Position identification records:

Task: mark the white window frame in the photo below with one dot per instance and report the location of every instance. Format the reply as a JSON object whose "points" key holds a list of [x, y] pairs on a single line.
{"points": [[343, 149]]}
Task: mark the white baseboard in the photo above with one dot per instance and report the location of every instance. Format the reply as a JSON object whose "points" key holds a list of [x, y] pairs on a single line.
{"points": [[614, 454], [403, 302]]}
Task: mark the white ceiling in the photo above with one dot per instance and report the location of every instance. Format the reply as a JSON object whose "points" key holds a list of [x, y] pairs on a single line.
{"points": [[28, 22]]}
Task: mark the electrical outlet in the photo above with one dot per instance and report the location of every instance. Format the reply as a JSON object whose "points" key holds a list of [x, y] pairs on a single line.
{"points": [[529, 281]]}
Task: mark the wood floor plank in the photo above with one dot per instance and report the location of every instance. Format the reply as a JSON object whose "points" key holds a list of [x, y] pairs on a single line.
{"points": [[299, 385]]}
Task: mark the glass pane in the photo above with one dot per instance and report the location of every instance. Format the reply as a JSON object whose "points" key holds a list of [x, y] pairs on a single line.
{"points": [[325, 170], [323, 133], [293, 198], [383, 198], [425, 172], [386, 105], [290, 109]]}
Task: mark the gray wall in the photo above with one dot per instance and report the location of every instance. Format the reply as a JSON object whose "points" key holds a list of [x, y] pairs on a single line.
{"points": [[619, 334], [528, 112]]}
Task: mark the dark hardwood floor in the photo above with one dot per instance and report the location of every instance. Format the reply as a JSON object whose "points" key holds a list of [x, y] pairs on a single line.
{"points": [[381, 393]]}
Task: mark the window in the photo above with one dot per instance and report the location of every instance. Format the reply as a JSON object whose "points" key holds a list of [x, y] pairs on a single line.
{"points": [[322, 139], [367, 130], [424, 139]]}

The request: Rename "a single line" to "one line" throughout the material above, then give the whole material again with nothing else changed.

Solution for this exercise:
Task: mark the white window frame in the photo below with one dot per instance and report the location of every instance. Format the reply as a JSON object whose "points" key holds a list of [x, y] pairs on one line.
{"points": [[343, 149]]}
Task: mark the white baseboard in the photo above with one dot per instance and report the location of every instance. Format the reply as a JSON object whose "points" key holds a list of [x, y] pairs on one line.
{"points": [[614, 454], [403, 302]]}
Task: mark the white ceiling in the photo above with one dot per instance and report the location of every instance. Format the reply as a JSON object whose "points" key holds a list of [x, y] pairs on one line.
{"points": [[28, 22]]}
Task: mark the electrical outlet in the photo above with one dot per instance and report the location of every instance. Format the reply as a JSON object whose "points" key holds a list of [x, y] pairs on one line.
{"points": [[529, 281]]}
Task: mark the wood floor plank in the photo above with one dot per instance and report the location of every instance. Format the reply as a JSON object whose "points" key holds a list of [x, y] pairs on one line.
{"points": [[299, 385]]}
Task: mark the glass pane in the photo above with one dot per instance and report the location of every instance. Format the reply as a JSON object whose "points" key holds a list of [x, y] pairs on one line.
{"points": [[325, 170], [323, 133], [293, 198], [383, 198], [425, 172], [386, 105], [290, 109]]}
Task: mark the gray wall in the photo above with one dot per instance and report the location of every instance. Format the reply as a JSON object whose "points" key holds a list of [x, y] pairs on one line.
{"points": [[619, 334], [528, 112]]}
Task: mark the dark hardwood floor in the photo above with one dot per instance and report the location of every instance. Format the reply as a JSON object whose "points" key holds a list of [x, y] pairs on one line.
{"points": [[381, 393]]}
Task: mark the window in the photo above with one dot per instance and report the location of every instance. Format the reply as a JSON object whose "points" key holds a list of [x, y] pairs on one line.
{"points": [[322, 139], [367, 130], [424, 139]]}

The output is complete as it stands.